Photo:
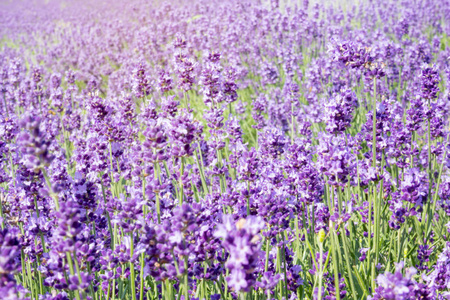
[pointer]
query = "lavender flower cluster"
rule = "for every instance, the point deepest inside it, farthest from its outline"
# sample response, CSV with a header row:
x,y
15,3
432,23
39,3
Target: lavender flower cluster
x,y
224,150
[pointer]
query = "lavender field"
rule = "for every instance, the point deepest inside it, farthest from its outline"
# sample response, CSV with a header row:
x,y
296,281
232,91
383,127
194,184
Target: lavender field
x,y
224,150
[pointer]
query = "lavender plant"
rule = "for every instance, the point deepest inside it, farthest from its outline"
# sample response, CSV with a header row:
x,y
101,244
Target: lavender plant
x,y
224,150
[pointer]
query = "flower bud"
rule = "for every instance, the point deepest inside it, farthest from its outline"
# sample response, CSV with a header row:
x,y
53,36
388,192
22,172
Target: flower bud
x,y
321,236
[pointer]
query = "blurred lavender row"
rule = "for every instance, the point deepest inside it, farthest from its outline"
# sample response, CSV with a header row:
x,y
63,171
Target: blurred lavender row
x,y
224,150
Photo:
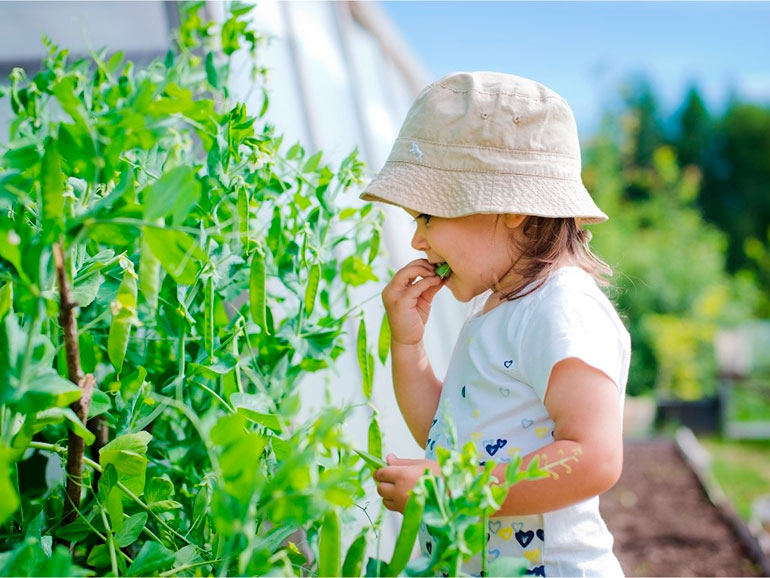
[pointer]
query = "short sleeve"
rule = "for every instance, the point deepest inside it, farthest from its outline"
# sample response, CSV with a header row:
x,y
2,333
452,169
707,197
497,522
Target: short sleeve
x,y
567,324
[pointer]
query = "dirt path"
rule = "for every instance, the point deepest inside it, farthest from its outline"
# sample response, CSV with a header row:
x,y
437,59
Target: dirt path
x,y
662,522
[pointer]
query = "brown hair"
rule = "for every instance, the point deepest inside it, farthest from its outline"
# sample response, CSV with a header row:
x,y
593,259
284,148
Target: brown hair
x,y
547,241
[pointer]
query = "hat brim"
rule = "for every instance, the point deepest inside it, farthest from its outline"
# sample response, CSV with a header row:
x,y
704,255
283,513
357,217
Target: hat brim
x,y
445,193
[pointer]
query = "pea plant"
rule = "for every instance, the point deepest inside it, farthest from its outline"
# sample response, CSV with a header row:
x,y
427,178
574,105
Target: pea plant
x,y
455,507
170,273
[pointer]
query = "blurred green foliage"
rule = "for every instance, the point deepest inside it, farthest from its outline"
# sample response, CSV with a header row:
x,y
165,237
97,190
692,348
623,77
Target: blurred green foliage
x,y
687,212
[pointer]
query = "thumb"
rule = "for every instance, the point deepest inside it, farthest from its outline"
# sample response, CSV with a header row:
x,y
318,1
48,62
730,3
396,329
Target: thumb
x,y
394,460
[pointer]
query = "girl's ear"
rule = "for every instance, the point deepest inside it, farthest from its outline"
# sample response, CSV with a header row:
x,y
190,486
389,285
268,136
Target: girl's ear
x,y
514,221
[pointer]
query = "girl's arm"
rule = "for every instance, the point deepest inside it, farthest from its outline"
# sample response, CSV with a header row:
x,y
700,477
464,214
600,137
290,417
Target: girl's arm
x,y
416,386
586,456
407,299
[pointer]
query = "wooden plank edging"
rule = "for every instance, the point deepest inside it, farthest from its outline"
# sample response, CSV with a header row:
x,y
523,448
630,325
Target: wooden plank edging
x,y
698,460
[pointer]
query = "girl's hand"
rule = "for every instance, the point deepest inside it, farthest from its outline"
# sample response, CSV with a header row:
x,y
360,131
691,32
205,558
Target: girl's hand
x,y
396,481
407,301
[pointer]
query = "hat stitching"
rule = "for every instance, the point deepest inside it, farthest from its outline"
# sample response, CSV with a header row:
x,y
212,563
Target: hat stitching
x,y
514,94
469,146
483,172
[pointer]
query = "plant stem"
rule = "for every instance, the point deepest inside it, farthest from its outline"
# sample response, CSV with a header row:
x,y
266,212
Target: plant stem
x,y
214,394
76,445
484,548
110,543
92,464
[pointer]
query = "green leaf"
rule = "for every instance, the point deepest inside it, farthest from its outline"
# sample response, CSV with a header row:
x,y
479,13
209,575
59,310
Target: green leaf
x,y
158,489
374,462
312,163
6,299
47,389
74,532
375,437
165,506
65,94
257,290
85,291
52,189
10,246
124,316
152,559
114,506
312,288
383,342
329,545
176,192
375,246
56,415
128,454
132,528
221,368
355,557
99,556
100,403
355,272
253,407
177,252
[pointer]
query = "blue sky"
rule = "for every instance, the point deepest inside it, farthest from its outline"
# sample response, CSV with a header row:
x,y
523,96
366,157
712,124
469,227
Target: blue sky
● ● ● ● ●
Any picture in the material is to be dropped; the rest is repeated exactly.

**Written solution:**
Photo:
[pointer]
query = "lavender flower cluster"
rule = "for every instance, the point deepest inside it, farthest from its outline"
# sample response, CSV with a header row:
x,y
15,3
432,23
39,3
Target: lavender flower cluster
x,y
224,150
[pointer]
query = "lavender field"
rule = "for every instance, the point deepest inside it, farthest from its outline"
# sample response, CSV with a header row:
x,y
296,281
232,91
383,127
194,184
Target: lavender field
x,y
224,150
[pointer]
query = "lavender plant"
rule = "for every instance, the point deepest inside it, farthest from its outline"
# sample response, CSV with a header row:
x,y
101,244
Target: lavender plant
x,y
224,150
[pointer]
query = "flower bud"
rule = "for every instance, the point deepest inside it, farthest from its outline"
# sample response, CSV with a header row:
x,y
53,36
388,192
22,172
Target: flower bud
x,y
321,236
[pointer]
query = "blurred lavender row"
rule = "for every instance, the point deepest inside it, farthest from its outline"
# sample response, CSV with a header row:
x,y
63,171
Target: blurred lavender row
x,y
224,150
Photo:
[pointer]
query = "short sleeve"
rule = "for every instance, the point deepest inside it, farthest from its outline"
# sample response, CSV with a header row:
x,y
2,333
452,169
707,197
497,522
Target: short sleeve
x,y
567,324
[pointer]
query = "dirt path"
rule = "for every instance, the point deepest inside it, farthest from its outline"
# sample response, CSV with a header row:
x,y
437,59
Target: dirt path
x,y
662,522
[pointer]
query = "brown hair"
rule = "for every instance, the point deepest inside it, farthest from its outline"
# sample response, CSV with a header row:
x,y
593,259
284,148
Target: brown hair
x,y
547,241
[pointer]
query = "hat brim"
rule = "for every instance, the point deepest inside it, farthest from its outline"
# sample response, CSV with a header row:
x,y
704,255
283,513
357,217
Target: hat brim
x,y
445,193
[pointer]
query = "pea plant"
rule = "for every instance, the point deepest inside it, farthest from its outline"
# sample response, CSV with a header row:
x,y
427,178
574,105
Target: pea plant
x,y
455,507
170,273
[pointer]
query = "blurred green foliage"
rule = "for every instance, the point deepest inside it, farthest from its outline"
# sample response, CSV with a header row:
x,y
165,237
97,190
692,348
623,77
Target: blurred green foliage
x,y
687,212
[pointer]
query = "thumb"
rule = "for every instance, the point deepest inside it, farthest from its outline"
# sample response, CSV with a header row:
x,y
318,1
48,62
730,3
396,329
Target: thumb
x,y
394,460
[pointer]
query = "girl's ear"
rule = "for every instance, the point deepest inside it, farthest from its outline"
# sample response, CSV with a header row:
x,y
190,486
389,285
268,136
Target: girl's ear
x,y
514,221
[pointer]
query = "girl's arm"
rule = "for every instance, the point deepest inside it, farthest from its outline"
# sample response, CSV with a header row:
x,y
700,477
464,214
600,137
290,417
Target: girl's arm
x,y
416,386
586,456
407,299
[pointer]
query = "wooden plank edging"
rule = "for every instance, the point deepest inside it, farthest from its outline"
# sample response, CSV with a header row:
x,y
523,448
630,325
Target: wooden plank edging
x,y
698,460
[pointer]
query = "girl's hand"
rule = "for every instance, the point deepest inside it, farthest from its outline"
# sample response, CSV with a header row:
x,y
360,131
691,32
205,558
Target: girl's hand
x,y
396,481
407,301
[pointer]
query = "hat stitching"
rule = "for every instance, the point deepest inside it, farthest from its outline"
# sample response, CSV with a header row:
x,y
212,563
Target: hat stitching
x,y
514,94
469,146
483,172
[pointer]
query = "plant stem"
rule = "for every instance, the point deepest inside it, farthest from its outline"
# sample response, CSV with a header row:
x,y
266,212
Target: plant stem
x,y
214,394
76,445
484,548
110,543
92,464
[pointer]
query = "green leaf"
rule = "for every instance, the point deepest inside it, farthest from its outline"
# sample response, CSV with a header row:
x,y
479,13
209,575
59,310
Target: green leaf
x,y
158,489
374,462
312,163
6,299
47,389
74,532
375,437
165,506
65,94
257,290
85,291
52,189
10,246
124,316
152,559
114,506
312,288
383,342
329,545
176,192
375,246
56,415
128,454
132,528
221,368
355,557
99,556
100,403
355,272
253,407
177,252
[pointer]
query = "blue sky"
rule = "for every instance, the point deepest inside it, farthest from its outline"
# sample response, CSV with a header row:
x,y
523,96
366,157
712,124
469,227
Target: blue sky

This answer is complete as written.